*** Opening SELECTED PASSAGE ***

Smoking

CDC Finds Higher Levels of Cancer-Causing Chemicals in U.S. Cigarettes

People who smoke certain U.S. cigarette brands are exposed to higher levels of cancer-causing tobacco-specific nitrosamines (TSNAs), the major carcinogens and cancer-causing agents in tobacco products, than people who smoke some foreign cigarette brands. This was one of the findings from the first-ever study to compare TSNA exposures among smokers from different countries. CDC researchers compared mouth-level TSNA exposures and urine biomarkers among smokers from the U.S., Canada, United Kingdom, and Australia. Results of this study are published in the June issue of Cancer Epidemiology Biomarkers and Prevention.

“We know that cigarettes from around the world vary in their ingredients and the way they are produced,” said Dr. Jim Pirkle, deputy director for science at CDC’s National Center for Environmental Health, Division of Laboratory Sciences. “All of these cigarettes contain harmful levels of carcinogens, but these findings show that amounts of tobacco-specific nitrosamines differ from country to country, and U.S. brands are the highest in the study.”

The types of tobacco in cigarettes vary by manufacturer and location of production. The U.S. cigarette brands studied contained “American blend” tobacco, a specific mixture of tobacco from the U.S. that contains higher TSNA levels. The Australian, Canadian, and U.K. cigarette brands were made from “bright” tobacco, which is lighter in color and flue cured. Changes in curing and blending practices could reduce U.S. smokers’ exposure to one type of cancer-causing compound, however, this would not necessarily result in a safer product.

*** Closing SELECTED PASSAGE ***

- [WORK INSTRUCTIONS]:
From the text on cancer-causing chemicals in U.S. cigarettes, set down word for word the part that opens with "People who smoke certain" and closes with "Biomarkers and Prevention.".

*** Opening INFORMATION SHOWN ***

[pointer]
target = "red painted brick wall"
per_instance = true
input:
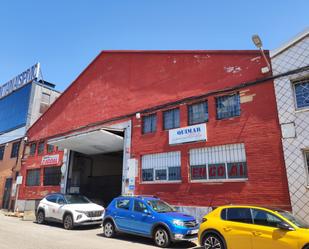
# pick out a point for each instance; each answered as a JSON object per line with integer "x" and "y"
{"x": 257, "y": 128}
{"x": 120, "y": 83}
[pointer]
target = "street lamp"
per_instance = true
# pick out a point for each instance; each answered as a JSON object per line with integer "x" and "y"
{"x": 258, "y": 43}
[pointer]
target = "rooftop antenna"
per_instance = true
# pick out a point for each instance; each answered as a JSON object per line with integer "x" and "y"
{"x": 258, "y": 43}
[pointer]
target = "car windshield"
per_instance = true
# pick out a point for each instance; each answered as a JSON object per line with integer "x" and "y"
{"x": 296, "y": 221}
{"x": 160, "y": 206}
{"x": 76, "y": 199}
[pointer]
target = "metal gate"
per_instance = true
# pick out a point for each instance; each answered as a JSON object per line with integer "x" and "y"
{"x": 7, "y": 193}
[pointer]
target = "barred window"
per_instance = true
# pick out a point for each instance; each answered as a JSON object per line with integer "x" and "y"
{"x": 198, "y": 113}
{"x": 41, "y": 148}
{"x": 306, "y": 154}
{"x": 50, "y": 148}
{"x": 45, "y": 98}
{"x": 2, "y": 149}
{"x": 52, "y": 176}
{"x": 171, "y": 119}
{"x": 302, "y": 94}
{"x": 32, "y": 149}
{"x": 228, "y": 106}
{"x": 149, "y": 123}
{"x": 33, "y": 177}
{"x": 161, "y": 167}
{"x": 15, "y": 149}
{"x": 218, "y": 163}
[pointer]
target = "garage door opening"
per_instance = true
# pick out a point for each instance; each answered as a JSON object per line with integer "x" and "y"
{"x": 95, "y": 165}
{"x": 99, "y": 177}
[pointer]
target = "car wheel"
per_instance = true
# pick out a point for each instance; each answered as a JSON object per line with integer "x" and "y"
{"x": 40, "y": 217}
{"x": 109, "y": 229}
{"x": 161, "y": 238}
{"x": 68, "y": 223}
{"x": 212, "y": 241}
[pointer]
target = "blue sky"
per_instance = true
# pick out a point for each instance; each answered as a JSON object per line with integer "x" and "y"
{"x": 66, "y": 35}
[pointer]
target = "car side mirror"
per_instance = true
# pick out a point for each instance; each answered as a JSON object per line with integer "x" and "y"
{"x": 146, "y": 211}
{"x": 285, "y": 226}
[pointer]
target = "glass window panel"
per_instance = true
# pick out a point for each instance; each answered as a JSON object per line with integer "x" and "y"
{"x": 161, "y": 174}
{"x": 216, "y": 171}
{"x": 302, "y": 94}
{"x": 32, "y": 149}
{"x": 198, "y": 172}
{"x": 228, "y": 106}
{"x": 33, "y": 177}
{"x": 174, "y": 173}
{"x": 198, "y": 113}
{"x": 2, "y": 149}
{"x": 149, "y": 123}
{"x": 171, "y": 119}
{"x": 237, "y": 170}
{"x": 52, "y": 176}
{"x": 15, "y": 149}
{"x": 147, "y": 175}
{"x": 41, "y": 148}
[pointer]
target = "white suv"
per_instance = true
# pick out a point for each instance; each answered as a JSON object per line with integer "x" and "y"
{"x": 71, "y": 210}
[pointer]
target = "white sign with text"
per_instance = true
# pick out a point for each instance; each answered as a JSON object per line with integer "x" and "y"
{"x": 188, "y": 134}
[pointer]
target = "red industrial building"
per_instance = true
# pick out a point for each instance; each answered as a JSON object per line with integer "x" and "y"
{"x": 196, "y": 128}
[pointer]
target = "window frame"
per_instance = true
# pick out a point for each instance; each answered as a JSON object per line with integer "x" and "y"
{"x": 39, "y": 178}
{"x": 226, "y": 163}
{"x": 152, "y": 116}
{"x": 294, "y": 83}
{"x": 305, "y": 153}
{"x": 2, "y": 149}
{"x": 198, "y": 103}
{"x": 35, "y": 148}
{"x": 163, "y": 118}
{"x": 14, "y": 153}
{"x": 50, "y": 146}
{"x": 166, "y": 168}
{"x": 43, "y": 147}
{"x": 45, "y": 176}
{"x": 227, "y": 95}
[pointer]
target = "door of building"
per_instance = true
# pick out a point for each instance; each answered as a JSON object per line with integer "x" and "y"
{"x": 7, "y": 193}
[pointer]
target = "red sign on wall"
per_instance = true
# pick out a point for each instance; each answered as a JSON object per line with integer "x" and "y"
{"x": 50, "y": 160}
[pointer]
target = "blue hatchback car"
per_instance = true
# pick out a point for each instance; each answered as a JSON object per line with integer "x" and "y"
{"x": 150, "y": 217}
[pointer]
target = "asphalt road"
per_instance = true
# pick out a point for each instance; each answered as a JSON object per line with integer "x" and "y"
{"x": 18, "y": 234}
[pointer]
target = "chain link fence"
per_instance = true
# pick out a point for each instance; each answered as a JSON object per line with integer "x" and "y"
{"x": 292, "y": 94}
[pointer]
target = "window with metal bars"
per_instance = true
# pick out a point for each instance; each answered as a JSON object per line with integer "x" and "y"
{"x": 171, "y": 119}
{"x": 198, "y": 113}
{"x": 217, "y": 163}
{"x": 50, "y": 148}
{"x": 161, "y": 167}
{"x": 302, "y": 94}
{"x": 15, "y": 149}
{"x": 2, "y": 149}
{"x": 149, "y": 123}
{"x": 228, "y": 106}
{"x": 32, "y": 149}
{"x": 33, "y": 177}
{"x": 52, "y": 176}
{"x": 41, "y": 148}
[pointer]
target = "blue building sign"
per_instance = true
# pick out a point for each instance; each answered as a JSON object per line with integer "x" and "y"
{"x": 14, "y": 109}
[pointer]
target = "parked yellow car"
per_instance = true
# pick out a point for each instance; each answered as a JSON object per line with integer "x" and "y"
{"x": 249, "y": 227}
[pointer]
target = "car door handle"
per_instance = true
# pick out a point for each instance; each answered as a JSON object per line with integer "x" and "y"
{"x": 256, "y": 233}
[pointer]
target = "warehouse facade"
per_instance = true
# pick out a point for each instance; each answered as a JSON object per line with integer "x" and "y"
{"x": 22, "y": 100}
{"x": 182, "y": 125}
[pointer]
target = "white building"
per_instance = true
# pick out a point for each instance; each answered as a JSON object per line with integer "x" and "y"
{"x": 292, "y": 94}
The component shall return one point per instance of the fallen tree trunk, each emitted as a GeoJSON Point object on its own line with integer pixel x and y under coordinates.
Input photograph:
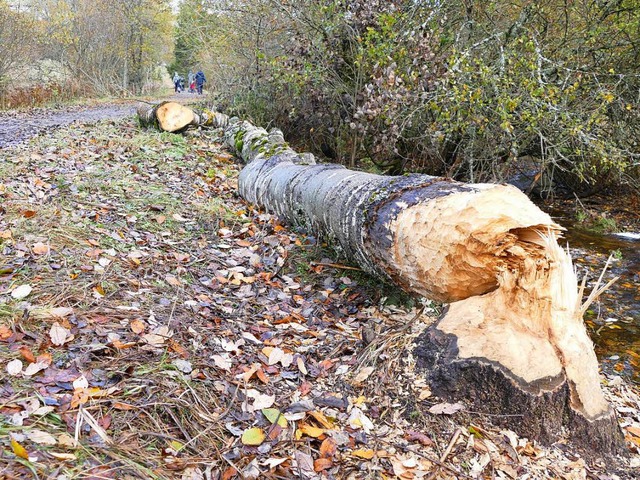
{"type": "Point", "coordinates": [175, 117]}
{"type": "Point", "coordinates": [512, 340]}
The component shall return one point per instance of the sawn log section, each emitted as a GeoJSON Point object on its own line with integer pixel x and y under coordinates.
{"type": "Point", "coordinates": [512, 340]}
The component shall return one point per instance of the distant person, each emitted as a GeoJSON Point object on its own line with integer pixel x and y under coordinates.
{"type": "Point", "coordinates": [200, 81]}
{"type": "Point", "coordinates": [176, 82]}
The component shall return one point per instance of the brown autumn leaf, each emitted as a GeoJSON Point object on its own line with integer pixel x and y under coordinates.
{"type": "Point", "coordinates": [328, 447]}
{"type": "Point", "coordinates": [19, 450]}
{"type": "Point", "coordinates": [367, 453]}
{"type": "Point", "coordinates": [321, 464]}
{"type": "Point", "coordinates": [413, 436]}
{"type": "Point", "coordinates": [58, 334]}
{"type": "Point", "coordinates": [40, 248]}
{"type": "Point", "coordinates": [137, 326]}
{"type": "Point", "coordinates": [27, 354]}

*** Closing INFORMATION SHOWN ***

- [ANSWER BOX]:
People who smoke certain U.S. cigarette brands are exposed to higher levels of cancer-causing tobacco-specific nitrosamines (TSNAs), the major carcinogens and cancer-causing agents in tobacco products, than people who smoke some foreign cigarette brands. This was one of the findings from the first-ever study to compare TSNA exposures among smokers from different countries. CDC researchers compared mouth-level TSNA exposures and urine biomarkers among smokers from the U.S., Canada, United Kingdom, and Australia. Results of this study are published in the June issue of Cancer Epidemiology Biomarkers and Prevention.